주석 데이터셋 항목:
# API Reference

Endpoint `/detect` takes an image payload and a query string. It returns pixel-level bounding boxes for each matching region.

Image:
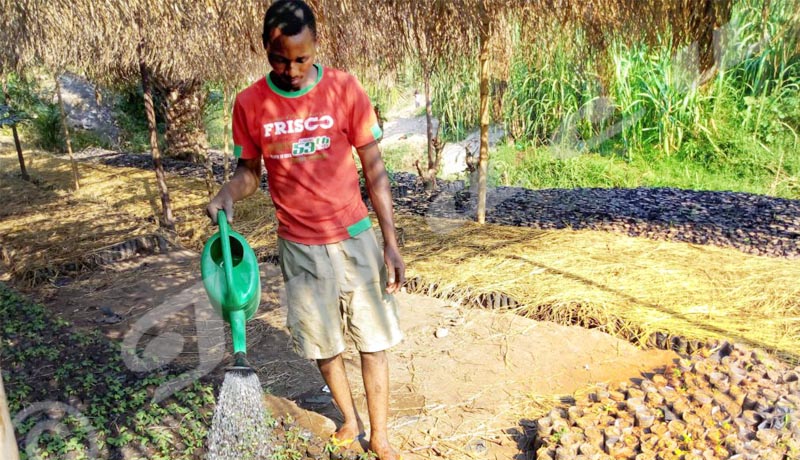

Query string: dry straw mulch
[398,211,800,361]
[0,151,800,362]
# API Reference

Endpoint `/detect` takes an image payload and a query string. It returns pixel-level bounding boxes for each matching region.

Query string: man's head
[261,0,317,91]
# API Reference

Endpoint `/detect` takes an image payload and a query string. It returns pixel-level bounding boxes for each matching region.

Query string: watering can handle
[217,209,233,295]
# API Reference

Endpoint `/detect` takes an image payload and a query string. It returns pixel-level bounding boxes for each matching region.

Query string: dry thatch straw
[0,147,274,285]
[398,216,800,361]
[0,145,800,361]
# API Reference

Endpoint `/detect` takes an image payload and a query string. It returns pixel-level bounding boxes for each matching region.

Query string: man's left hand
[383,245,406,294]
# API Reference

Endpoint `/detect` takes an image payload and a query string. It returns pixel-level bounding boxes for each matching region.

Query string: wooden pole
[3,79,31,181]
[477,1,491,224]
[0,372,19,460]
[137,38,175,231]
[53,73,81,190]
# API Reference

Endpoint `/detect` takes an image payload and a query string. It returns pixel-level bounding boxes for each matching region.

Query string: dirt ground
[33,251,677,459]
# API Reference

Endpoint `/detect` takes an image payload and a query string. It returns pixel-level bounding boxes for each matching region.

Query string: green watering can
[200,211,261,372]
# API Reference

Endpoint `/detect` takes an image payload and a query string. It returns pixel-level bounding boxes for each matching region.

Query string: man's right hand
[206,187,233,225]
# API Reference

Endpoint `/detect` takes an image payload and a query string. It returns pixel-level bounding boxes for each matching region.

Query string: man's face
[267,27,317,91]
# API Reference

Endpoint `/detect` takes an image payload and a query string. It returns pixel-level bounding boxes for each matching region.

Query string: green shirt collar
[266,64,322,98]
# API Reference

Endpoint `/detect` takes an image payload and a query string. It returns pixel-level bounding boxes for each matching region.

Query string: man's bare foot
[331,423,359,449]
[369,439,401,460]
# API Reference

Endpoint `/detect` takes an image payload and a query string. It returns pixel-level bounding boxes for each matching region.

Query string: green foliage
[0,104,30,128]
[25,100,67,152]
[400,1,800,198]
[203,85,228,149]
[114,84,165,152]
[0,284,214,458]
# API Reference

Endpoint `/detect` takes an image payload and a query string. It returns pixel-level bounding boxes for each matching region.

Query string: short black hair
[261,0,317,48]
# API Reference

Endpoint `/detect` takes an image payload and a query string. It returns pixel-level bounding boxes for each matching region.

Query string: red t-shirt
[233,65,381,244]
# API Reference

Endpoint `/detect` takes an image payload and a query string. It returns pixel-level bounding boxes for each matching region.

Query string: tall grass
[424,0,800,198]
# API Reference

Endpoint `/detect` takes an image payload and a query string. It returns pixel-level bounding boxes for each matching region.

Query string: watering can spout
[200,211,261,371]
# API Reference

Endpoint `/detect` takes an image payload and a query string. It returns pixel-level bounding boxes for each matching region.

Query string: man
[207,0,405,460]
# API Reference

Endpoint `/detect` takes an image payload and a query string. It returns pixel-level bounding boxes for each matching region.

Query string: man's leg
[361,351,400,460]
[317,354,359,447]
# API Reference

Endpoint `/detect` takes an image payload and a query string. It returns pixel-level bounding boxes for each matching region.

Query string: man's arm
[206,157,261,224]
[358,142,406,293]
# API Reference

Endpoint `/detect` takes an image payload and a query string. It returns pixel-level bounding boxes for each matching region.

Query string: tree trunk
[422,71,439,190]
[11,125,31,181]
[222,86,232,183]
[137,43,175,231]
[477,2,491,224]
[53,73,81,190]
[3,79,31,181]
[154,78,208,163]
[0,366,19,460]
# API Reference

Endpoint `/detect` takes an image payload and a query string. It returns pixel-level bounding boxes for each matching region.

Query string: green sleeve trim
[266,64,322,98]
[371,123,383,141]
[347,216,372,238]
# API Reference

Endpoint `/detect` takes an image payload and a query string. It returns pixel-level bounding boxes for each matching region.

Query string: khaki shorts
[278,228,403,359]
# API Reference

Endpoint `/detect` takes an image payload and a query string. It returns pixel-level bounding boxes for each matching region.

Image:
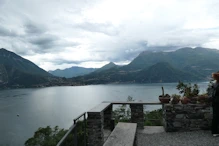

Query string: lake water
[0,82,208,146]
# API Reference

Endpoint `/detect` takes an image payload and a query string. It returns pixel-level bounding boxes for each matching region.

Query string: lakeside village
[25,81,217,146]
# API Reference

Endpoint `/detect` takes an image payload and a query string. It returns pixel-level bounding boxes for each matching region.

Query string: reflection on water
[0,83,208,146]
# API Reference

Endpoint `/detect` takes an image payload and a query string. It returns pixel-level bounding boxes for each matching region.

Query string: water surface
[0,83,208,146]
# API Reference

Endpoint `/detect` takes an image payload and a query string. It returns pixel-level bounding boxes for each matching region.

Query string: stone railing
[163,104,212,132]
[87,102,162,146]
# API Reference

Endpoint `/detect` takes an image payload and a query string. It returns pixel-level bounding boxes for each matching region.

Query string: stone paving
[137,126,219,146]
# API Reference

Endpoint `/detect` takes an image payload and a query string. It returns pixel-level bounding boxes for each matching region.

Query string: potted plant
[171,94,180,104]
[159,87,170,103]
[197,94,209,103]
[181,96,190,104]
[176,82,199,104]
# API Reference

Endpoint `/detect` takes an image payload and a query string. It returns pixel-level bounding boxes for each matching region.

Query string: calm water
[0,83,208,146]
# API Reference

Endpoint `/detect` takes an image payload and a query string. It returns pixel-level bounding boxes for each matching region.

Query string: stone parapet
[163,104,212,132]
[130,104,144,129]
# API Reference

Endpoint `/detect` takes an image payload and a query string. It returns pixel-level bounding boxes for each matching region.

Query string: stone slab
[104,122,137,146]
[137,126,165,134]
[87,103,111,114]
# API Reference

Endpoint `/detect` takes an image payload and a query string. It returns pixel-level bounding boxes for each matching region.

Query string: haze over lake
[0,82,208,146]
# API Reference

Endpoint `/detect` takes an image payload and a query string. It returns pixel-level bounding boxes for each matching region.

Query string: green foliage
[207,79,214,97]
[176,81,199,98]
[113,96,163,126]
[25,126,67,146]
[144,109,163,126]
[113,96,134,123]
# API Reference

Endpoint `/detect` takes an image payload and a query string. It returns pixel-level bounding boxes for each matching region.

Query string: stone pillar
[163,104,212,132]
[87,112,104,146]
[130,104,144,129]
[104,104,113,130]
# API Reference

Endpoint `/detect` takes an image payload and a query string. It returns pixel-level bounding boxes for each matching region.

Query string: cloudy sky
[0,0,219,70]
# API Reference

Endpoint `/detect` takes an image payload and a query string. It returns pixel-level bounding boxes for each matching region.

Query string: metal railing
[56,112,87,146]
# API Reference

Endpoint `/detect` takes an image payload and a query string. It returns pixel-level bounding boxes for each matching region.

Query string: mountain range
[49,66,97,78]
[72,47,219,84]
[0,47,219,87]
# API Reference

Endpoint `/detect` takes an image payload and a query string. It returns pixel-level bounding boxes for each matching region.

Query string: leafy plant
[113,96,162,126]
[113,96,134,123]
[144,109,163,126]
[176,81,199,98]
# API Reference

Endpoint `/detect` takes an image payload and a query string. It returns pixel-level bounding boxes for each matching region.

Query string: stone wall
[130,104,144,129]
[87,112,104,146]
[163,104,212,132]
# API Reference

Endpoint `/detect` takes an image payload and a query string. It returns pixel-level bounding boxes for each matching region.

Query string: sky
[0,0,219,71]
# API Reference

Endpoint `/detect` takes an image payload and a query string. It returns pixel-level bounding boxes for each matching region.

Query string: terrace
[57,101,219,146]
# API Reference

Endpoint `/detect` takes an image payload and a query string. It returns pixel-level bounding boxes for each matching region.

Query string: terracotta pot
[171,99,180,104]
[159,96,170,103]
[181,97,190,104]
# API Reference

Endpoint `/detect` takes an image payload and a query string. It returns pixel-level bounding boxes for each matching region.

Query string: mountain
[72,47,219,84]
[0,48,51,76]
[49,67,96,78]
[95,62,117,72]
[124,47,219,77]
[73,62,203,84]
[0,49,52,87]
[136,62,203,83]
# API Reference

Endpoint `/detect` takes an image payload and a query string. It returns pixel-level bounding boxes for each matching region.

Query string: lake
[0,82,208,146]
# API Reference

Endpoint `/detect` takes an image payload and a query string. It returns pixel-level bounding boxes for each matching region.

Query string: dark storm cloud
[0,24,17,37]
[24,22,47,35]
[29,35,58,48]
[74,22,119,36]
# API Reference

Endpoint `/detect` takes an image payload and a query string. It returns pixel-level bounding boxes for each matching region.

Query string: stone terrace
[137,126,219,146]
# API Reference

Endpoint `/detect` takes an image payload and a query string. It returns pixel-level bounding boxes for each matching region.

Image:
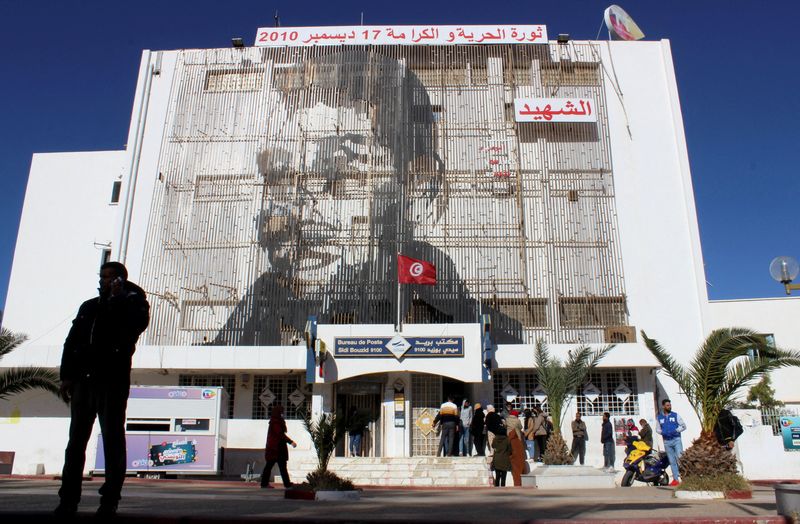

# 과제 목표
자료의 맨 처음 줄부터 "[0,151,800,362]"가 들어 있는 줄까지를 한 글자도 바꾸지 말고 옮겨 적으세요. 양쪽 끝 줄도 포함하되, 그림은 답에 넣지 마세요.

# 정답 풀이
# API Reference

Endpoint `/detect` takes an image payload and a query string. It returns pixel-level bounding boxes for each matching region.

Image:

Query string: dry straw mulch
[398,211,800,361]
[0,151,800,362]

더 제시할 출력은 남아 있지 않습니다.